───── Article ─────

# Darkside Pneumatic ram



## kevin242 (Sep 30, 2005)

Hey all,
I finally decided to take the plunge and buy a ram/solenoid setup for a pneumatic prop. I bought one on ebay from Darkside Props, it is made from a door closer and I think a washing machine valve. See it here: http://cgi.ebay.com/ws/eBayISAPI.dll?ViewItem&item=330162245369
Anyone have any experience with these? I am going to make a simple barrel popup and trigger it with a wireless remote. Do I need to have a spring return or will it close on its own?
Any advice on this is most welcome!


----------



## DarkShadows (Feb 6, 2006)

Yes thats a screen door closure and dishwasher valve. The screen door closure has pretty strong spring inside of it so it will bring itself back. Also, note not to set air pressure more than 45 psi with these.


----------



## dave the dead (Jan 31, 2007)

The screen door closer wil close on its own, the spring return is built in. Once you see this setup, you will be able to duplicate it for much less than you paid, but it will be nice to have one in hand to copy. 
Advice? watch your pressure when you hook it all up, and double check to make sure all the fittings are tight. Start with a low pressure and work up to where the unit is activating at the speed (and force) you want. Something that I have always done when using a door closer that I do not see on the setup you have purchased is include a bleeder line with a small flow control valve. Unless there is something built into this setup that I am not seeing, you will need to add this in or your screen door cylindar will not want to reset (the air used to activate it will be trapped in the line from the valve to the cylindar. Its hard to tell from that picture, but be prepared to modify just in case.


----------



## Dark Lord (Jul 25, 2007)

I had purchased one from this guy a few years back $35., found that he had a small hole punched into the line by the cylfor the bleed off, worked several times then would not come down.When i realized (on halloween night) what the prob was when it happened,i just made the hole a little larger & then put a bleeder valve on it for the next year.
Cyl from HD or lowes $12., washing machine/fridge valve (from EBay if non locally cheap $12-$16 with shiping),end fittings & hose= $25-35,less if you can get a cheap or pirated valve near you.


----------

─────

Aim>
Duplicate the stretch of the pneumatic ram thread from "## DarkShadows (Feb" through "psi with these.", word for word.

───── Dataset excerpt ─────

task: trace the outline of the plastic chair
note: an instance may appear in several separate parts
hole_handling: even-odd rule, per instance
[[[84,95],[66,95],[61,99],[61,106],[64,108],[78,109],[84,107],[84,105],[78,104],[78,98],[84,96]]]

─────

Solution for this task>
## DarkShadows (Feb 6, 2006)

Yes thats a screen door closure and dishwasher valve. The screen door closure has pretty strong spring inside of it so it will bring itself back. Also, note not to set air pressure more than 45 psi with these.